------ THE DATA ------

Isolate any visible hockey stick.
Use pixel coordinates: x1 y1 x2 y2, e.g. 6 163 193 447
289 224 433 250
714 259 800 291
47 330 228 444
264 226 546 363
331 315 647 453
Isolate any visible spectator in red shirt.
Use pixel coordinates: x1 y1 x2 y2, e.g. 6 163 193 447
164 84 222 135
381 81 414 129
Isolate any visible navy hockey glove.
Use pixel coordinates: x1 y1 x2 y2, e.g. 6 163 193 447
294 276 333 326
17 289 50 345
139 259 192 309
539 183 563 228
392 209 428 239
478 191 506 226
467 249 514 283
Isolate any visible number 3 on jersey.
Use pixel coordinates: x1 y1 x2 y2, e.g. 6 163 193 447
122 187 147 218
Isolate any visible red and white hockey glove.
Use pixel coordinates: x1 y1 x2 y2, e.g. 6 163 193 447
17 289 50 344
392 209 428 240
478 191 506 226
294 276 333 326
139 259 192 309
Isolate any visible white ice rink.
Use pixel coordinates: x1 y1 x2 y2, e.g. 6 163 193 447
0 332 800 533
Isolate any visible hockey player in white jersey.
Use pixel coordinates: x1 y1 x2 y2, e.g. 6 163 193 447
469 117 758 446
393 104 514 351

------
------ THE DATA ------

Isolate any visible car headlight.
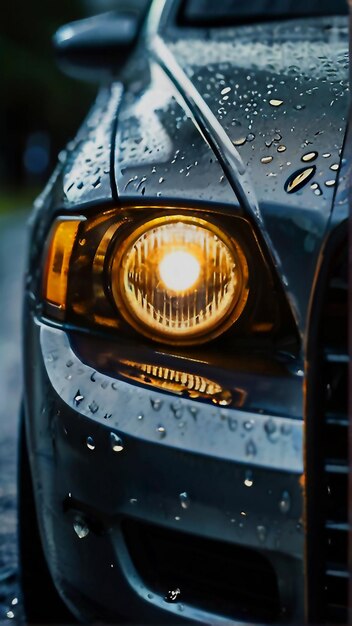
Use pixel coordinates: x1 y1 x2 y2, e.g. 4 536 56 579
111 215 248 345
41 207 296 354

------
------ THE DATA ------

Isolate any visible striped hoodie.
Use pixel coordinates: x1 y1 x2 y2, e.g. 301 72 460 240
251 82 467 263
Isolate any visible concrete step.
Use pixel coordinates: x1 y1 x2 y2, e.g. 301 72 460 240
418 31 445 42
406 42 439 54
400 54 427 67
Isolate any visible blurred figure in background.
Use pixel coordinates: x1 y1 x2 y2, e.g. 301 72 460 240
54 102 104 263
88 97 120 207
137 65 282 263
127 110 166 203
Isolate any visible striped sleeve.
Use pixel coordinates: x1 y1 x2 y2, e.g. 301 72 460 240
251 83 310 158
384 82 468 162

------

◆ WHAT TO PRODUCE: Count the lines of the data above that contain the string "white", treating uppercase and lowercase as different. Reply with the number alone.

◆ WRITTEN SOLUTION: 3